-------- DATASET RECORDS

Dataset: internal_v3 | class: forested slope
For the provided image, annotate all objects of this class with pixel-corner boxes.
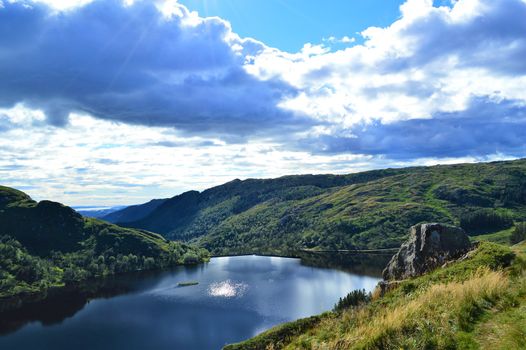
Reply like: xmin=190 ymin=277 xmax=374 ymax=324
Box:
xmin=0 ymin=186 xmax=208 ymax=307
xmin=113 ymin=159 xmax=526 ymax=255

----------------

### WHAT YOU NEED TO DO
Word for word, restate the lines from the line with "For the provided" through the last line of the entries, and nothing beyond them. Omit pictures.

### RESULT OF THIS TASK
For the provided image, annotate all objects of this class with pixel-corner boxes.
Reply like: xmin=190 ymin=277 xmax=374 ymax=324
Box:
xmin=0 ymin=186 xmax=208 ymax=307
xmin=113 ymin=159 xmax=526 ymax=255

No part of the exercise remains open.